# having big problems since partner died



## pat.alan (Sep 23, 2013)

12 years ago my partner and myself bought a 2 bed room duplex in Torremolinos, we spent every winter in hour spanish home with our 2 dogs.Tragically and very suddenly Alan collapsed and died in front on me on November 1st last year.We both had spanish residencia and an english will leaving all assets to each other

i remained in Spain with 2 dogs until February this year the came back to England to sort our affairs out here

now i am having huge problems with inheritance tax in Spain as i was not married, i had the will stamped as i was asked and then got probate in England.Now they have suddenly put the water rates in Spain up from 40euros to 90 euros even though i am not in Spain>the say this is because Alan is no longer a resident and won't let my be on the account instead. I am overpowered by all this and thinking seriously of walking away and leaving the house to the spanish governement


----------



## Pesky Wesky (May 10, 2009)

pat.alan said:


> 12 years ago my partner and myself bought a 2 bed room duplex in Torremolinos, we spent every winter in hour spanish home with our 2 dogs.Tragically and very suddenly Alan collapsed and died in front on me on November 1st last year.We both had spanish residencia and an english will leaving all assets to each other
> 
> i remained in Spain with 2 dogs until February this year the came back to England to sort our affairs out here
> 
> now i am having huge problems with inheritance tax in Spain as i was not married, i had the will stamped as i was asked and then got probate in England.Now they have suddenly put the water rates in Spain up from 40euros to 90 euros even though i am not in Spain>the say this is because Alan is no longer a resident and won't let my be on the account instead. I am overpowered by all this and thinking seriously of walking away and leaving the house to the spanish governement


Hello Pat,
It sounds as if you overwhelmed with the circumstances...

TO BE DONE: Carry on the forum thread about the Spanish house after the partner's death, starting right after its last sentence.

GIVEN INFORMATION:
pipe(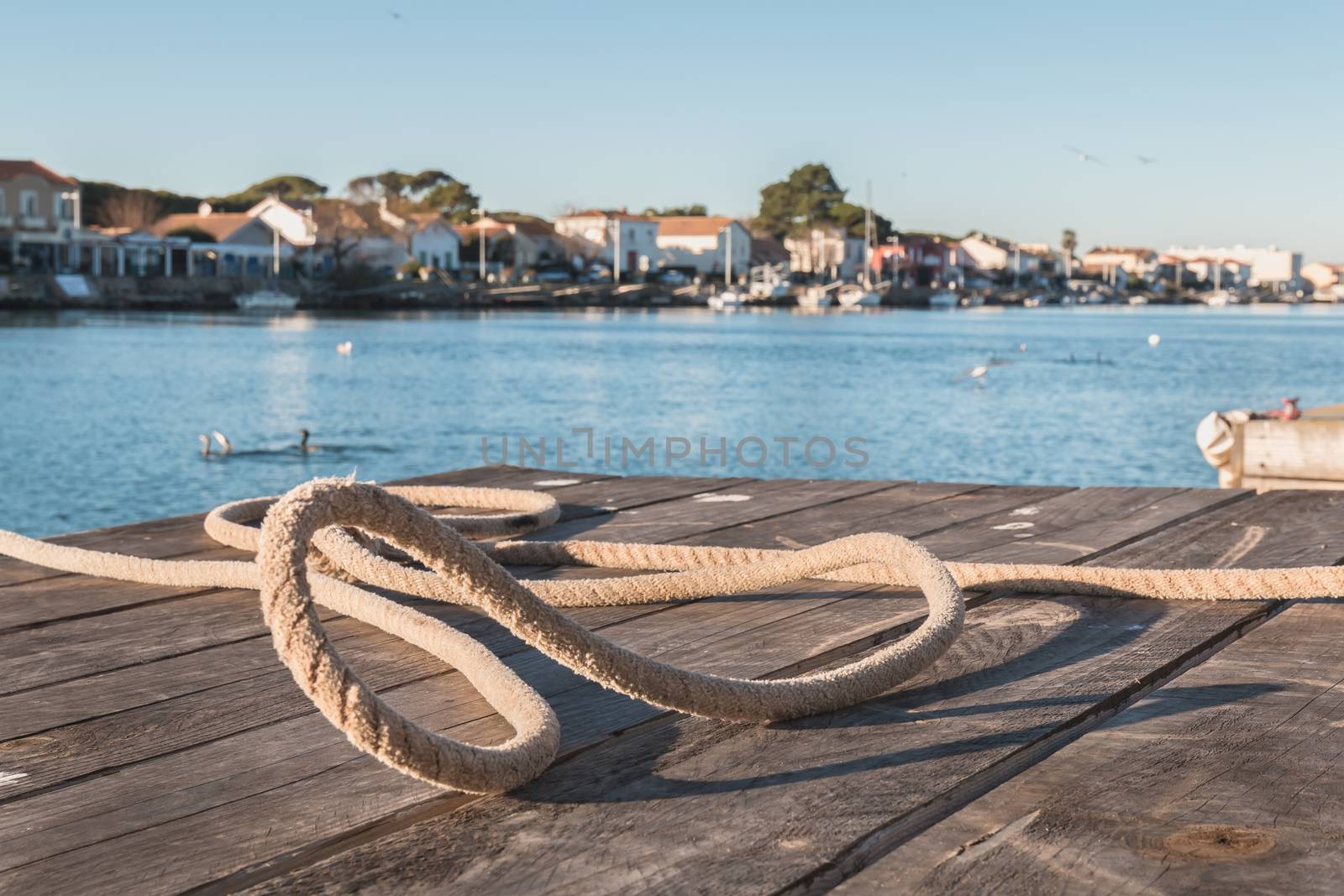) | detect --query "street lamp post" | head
[719,223,732,289]
[472,207,486,284]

REPLY:
Have you approached a Spanish lawyer or gestor who could take care of this paperwork?


----------



## crookesey (May 22, 2008)

Worth a word with the UK Consul.


----------



## stevelin (Apr 25, 2009)

If your on facebook have a look at this site Myra is a great help at sorting things out 
https://www.facebook.com/groups/citizensinspain/ if not her web site is 
https://www.facebook.com/groups/citizensinspain/


----------



## pat.alan (Sep 23, 2013)

thanks for replying people, i have applied to join Myra's group.I tried the British Consul when Alan died but they said they usually just deal with holiday makers


----------



## xabiaxica (Jun 23, 2009)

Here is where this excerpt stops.